**THE REQUEST:** Can you rewrite the listing starting at the line that contains "the man's wrist" and ending at the end of the listing, substituting "person's" for "man's" and keeping everything else the same?

**Stored records:**
◇ ◇ ◇ ◇ ◇
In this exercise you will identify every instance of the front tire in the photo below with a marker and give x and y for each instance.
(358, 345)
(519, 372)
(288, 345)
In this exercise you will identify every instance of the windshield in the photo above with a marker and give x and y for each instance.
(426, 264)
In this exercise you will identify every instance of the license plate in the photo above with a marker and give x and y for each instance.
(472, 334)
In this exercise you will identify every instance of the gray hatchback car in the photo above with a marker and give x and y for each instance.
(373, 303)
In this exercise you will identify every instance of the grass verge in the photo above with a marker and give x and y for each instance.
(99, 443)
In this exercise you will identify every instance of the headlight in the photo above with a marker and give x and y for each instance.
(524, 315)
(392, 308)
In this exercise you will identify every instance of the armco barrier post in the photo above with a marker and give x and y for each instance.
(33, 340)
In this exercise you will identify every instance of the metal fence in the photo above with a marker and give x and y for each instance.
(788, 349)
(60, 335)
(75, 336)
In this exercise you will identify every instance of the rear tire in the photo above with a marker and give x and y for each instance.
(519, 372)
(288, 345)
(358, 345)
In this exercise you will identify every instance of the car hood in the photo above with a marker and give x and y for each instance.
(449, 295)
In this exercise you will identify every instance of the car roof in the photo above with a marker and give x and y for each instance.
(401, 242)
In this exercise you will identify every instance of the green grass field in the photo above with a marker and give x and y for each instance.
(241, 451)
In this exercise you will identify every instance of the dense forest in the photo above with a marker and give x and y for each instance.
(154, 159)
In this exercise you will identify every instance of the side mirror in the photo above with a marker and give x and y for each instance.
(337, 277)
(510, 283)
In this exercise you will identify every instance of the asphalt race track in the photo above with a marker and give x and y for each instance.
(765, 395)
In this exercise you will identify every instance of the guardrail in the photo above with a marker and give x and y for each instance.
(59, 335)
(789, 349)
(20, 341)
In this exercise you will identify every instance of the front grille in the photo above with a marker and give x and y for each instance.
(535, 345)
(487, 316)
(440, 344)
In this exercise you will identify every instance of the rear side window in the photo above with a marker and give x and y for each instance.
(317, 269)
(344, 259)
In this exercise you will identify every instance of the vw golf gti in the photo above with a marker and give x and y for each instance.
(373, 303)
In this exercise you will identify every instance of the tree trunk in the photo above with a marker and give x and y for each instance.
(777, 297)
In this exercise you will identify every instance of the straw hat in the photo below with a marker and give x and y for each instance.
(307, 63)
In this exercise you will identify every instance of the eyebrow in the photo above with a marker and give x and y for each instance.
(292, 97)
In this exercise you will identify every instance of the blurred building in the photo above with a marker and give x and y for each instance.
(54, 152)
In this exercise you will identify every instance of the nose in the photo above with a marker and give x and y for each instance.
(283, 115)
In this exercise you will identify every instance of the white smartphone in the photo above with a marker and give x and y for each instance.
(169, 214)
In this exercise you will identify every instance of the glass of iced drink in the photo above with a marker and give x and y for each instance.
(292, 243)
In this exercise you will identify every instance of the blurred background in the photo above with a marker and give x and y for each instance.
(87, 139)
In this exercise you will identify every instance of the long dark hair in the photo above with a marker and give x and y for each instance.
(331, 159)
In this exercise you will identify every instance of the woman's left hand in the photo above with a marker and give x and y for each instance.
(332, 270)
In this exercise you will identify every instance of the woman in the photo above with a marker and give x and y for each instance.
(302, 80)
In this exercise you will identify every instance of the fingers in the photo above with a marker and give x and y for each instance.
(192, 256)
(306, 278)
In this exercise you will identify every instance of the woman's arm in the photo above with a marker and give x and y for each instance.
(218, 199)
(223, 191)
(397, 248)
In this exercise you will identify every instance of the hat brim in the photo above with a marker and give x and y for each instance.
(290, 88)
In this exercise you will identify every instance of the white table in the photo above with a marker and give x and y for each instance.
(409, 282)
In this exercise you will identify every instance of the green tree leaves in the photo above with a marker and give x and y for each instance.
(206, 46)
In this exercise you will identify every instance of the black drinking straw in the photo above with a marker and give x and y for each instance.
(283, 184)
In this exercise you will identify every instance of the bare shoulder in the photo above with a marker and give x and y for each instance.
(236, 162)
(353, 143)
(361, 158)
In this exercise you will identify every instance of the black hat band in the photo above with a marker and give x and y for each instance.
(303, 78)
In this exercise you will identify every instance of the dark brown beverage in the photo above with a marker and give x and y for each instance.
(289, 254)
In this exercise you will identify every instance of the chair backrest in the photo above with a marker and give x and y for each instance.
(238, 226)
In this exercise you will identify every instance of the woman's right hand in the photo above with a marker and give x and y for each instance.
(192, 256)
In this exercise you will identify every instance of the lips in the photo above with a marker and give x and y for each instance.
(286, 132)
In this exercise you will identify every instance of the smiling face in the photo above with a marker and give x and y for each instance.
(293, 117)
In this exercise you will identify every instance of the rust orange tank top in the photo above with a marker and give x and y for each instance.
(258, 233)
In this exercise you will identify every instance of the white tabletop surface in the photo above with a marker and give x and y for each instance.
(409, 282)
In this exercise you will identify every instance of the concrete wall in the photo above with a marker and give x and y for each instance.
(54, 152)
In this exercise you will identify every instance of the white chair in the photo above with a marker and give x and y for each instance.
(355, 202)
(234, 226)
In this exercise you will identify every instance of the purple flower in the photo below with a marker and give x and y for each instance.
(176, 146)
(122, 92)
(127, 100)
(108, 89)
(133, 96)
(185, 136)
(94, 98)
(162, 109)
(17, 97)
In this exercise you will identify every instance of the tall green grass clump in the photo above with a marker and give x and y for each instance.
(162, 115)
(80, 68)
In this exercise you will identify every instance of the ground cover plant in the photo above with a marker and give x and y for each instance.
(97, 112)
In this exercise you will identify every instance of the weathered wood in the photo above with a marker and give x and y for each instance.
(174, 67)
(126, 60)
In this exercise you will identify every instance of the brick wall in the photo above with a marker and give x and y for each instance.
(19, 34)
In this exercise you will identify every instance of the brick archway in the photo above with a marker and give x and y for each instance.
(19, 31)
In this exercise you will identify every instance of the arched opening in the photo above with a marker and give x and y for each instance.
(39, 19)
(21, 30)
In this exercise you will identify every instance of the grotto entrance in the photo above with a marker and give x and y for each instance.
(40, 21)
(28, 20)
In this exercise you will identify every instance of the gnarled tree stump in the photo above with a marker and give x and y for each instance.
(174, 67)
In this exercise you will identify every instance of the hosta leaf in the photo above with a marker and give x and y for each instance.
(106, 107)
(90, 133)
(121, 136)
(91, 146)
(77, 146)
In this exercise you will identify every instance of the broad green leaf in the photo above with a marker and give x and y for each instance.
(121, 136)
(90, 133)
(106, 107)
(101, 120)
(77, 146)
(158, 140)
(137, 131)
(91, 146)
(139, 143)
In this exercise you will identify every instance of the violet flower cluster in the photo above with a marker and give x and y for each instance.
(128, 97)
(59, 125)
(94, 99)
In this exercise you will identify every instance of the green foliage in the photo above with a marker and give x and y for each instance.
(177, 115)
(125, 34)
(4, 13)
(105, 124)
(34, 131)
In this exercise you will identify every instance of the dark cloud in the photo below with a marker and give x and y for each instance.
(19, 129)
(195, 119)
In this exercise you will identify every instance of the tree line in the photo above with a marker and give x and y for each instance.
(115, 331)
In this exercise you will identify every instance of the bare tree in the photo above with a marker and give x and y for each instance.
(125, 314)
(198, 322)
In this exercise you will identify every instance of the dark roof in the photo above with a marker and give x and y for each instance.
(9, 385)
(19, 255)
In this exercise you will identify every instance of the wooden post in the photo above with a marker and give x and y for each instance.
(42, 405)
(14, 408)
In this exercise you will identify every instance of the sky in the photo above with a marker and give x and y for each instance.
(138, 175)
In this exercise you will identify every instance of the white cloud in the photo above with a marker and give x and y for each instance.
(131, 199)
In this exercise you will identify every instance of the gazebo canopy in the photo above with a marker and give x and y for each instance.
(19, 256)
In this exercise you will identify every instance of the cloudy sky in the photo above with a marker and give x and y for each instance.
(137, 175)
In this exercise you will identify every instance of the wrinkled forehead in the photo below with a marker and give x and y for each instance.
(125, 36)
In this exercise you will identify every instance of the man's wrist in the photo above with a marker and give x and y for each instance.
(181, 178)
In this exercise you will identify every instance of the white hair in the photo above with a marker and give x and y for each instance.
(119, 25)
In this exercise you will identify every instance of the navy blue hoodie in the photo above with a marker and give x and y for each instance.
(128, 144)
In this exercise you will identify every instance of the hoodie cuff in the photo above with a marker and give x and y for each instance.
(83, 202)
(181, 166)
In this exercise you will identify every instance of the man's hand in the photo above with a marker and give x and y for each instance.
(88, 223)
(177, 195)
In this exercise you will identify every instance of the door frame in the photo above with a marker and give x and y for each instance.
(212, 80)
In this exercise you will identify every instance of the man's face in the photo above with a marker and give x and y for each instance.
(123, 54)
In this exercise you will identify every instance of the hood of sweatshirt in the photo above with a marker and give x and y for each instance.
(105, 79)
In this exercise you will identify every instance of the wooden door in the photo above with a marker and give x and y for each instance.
◇ ◇ ◇ ◇ ◇
**SOLUTION TO THIS EXERCISE:**
In this exercise you will identify every instance of the person's wrist in the photo above with a marker and give x and y for each instance.
(181, 178)
In this exercise you will identify every instance of the white hair in the photo above with a marker and give x and y for each instance.
(119, 25)
In this exercise you will identify every instance of the navy blue hoodie in the photo above with a marker and give x and y for each instance.
(128, 144)
In this exercise you will identify every instance of the hoodie cuff in the photo above with a marker and give x and y for each instance.
(83, 202)
(181, 166)
In this exercise you will identify every instance of the person's hand in the photo above with a marker and give x and y for each instance.
(88, 223)
(177, 195)
In this exercise you will identify every instance of the door frame in the photo above with a marker and give x and y for each instance.
(212, 80)
In this exercise you will identify every instance of the person's face in the photo above with a marker and give x and y for each instance.
(123, 54)
In this exercise you will identify every instance of the hood of sweatshirt in the photo above with a marker and give x and y for each instance.
(105, 79)
In this exercise you will identify every instance of the wooden door in the photo above with a marker and give x and y for each instance.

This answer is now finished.